--- START OF Text ---

I wanted to check that all dates were both in the correct format, and actually valid (i.e. check for nonsensical dates such as parents born after their children etc).

The idea behind the colouring is for green to show a GEDCOM format valid date, yellow to specify a missing date (with the date inferred), and red to indicate an invalid date.

The opacity is to indicate the ‘confidence’ in a date – with a specified date range not being at full opacity. Also, the dates can be inferred using a set of rules (e.g. parents should be at least 12 years older than their children, a child is probably born within a year of his or her baptism, the first child is born within a year of his or her parents marriage etc.). These rules could obviously get quite complicated.

The layout matches pretty much the layout of the ancestor chart, with ancestors being adjacent to each other. I was fussing over this a little bit – I thought it’d be nice for the descendents on the chart to be nearest to each other on the x-axis), but there’s no way for this to happen through the tree.

--- END OF Text ---
--- START OF Extracted entries ---

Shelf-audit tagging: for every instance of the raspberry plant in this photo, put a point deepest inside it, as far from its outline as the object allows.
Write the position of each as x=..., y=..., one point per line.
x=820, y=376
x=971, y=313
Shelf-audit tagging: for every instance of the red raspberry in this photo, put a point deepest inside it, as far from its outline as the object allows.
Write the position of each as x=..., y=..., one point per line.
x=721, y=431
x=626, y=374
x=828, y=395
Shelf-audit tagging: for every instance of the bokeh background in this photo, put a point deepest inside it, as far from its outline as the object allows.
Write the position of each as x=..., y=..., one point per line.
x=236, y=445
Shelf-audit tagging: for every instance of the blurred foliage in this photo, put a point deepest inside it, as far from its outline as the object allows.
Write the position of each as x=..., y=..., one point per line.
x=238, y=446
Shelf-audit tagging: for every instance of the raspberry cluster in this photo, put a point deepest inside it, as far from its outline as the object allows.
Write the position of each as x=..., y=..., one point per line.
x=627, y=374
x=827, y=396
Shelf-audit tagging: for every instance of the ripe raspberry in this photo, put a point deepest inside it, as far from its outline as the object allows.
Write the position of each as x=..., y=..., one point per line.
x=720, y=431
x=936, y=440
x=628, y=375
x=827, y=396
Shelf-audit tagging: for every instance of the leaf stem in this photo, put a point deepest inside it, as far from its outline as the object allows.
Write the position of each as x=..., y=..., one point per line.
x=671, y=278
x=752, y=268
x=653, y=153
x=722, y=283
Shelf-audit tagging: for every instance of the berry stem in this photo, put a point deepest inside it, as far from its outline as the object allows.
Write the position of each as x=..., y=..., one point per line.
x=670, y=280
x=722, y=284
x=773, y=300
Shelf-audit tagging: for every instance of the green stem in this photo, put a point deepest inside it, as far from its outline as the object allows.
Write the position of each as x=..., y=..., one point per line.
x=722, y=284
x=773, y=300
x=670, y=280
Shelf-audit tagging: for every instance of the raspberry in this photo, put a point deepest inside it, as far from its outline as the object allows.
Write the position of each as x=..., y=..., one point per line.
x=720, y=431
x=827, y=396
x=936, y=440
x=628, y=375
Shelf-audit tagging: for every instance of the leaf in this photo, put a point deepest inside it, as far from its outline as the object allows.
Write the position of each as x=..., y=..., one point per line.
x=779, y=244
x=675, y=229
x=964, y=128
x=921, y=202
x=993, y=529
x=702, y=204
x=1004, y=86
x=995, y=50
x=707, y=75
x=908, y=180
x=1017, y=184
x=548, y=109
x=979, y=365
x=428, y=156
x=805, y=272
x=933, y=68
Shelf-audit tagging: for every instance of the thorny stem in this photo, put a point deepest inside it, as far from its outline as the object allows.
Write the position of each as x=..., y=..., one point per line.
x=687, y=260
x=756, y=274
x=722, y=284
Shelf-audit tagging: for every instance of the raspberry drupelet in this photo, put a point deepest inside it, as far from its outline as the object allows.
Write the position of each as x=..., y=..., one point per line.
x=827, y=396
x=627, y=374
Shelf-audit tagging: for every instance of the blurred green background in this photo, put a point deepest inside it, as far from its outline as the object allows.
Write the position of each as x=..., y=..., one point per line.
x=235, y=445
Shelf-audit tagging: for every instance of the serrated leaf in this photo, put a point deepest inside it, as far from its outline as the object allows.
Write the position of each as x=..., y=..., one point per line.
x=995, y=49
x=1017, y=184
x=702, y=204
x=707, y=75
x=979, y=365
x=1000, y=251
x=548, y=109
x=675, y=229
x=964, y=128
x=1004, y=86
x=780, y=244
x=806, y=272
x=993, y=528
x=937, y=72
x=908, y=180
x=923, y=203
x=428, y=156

--- END OF Extracted entries ---

## Set exercise
Take the text on validating family-tree dates further, starting right after its last sentence. None of the stored records are needed here.

## Right answer
I was feeling pretty happy with this, and thought that it’s probably worth putting into the app (with some tweakes such as making the y-axis an adorner layer that adjusts with scale etc), but then I found that there’s some software which has a pretty-much identical view to this (I did google around for this before implementing, I obviously didn’t google hard enough).

Progeny Genealogy has an identical layout (OK, turned on its side). It even has the same idea of using opacity to indicate what data is estimated (not varying opacity, but even still). I guess that there’s only so many ways to solve a problem, but it’s still gutting when you think you’ve had an original idea!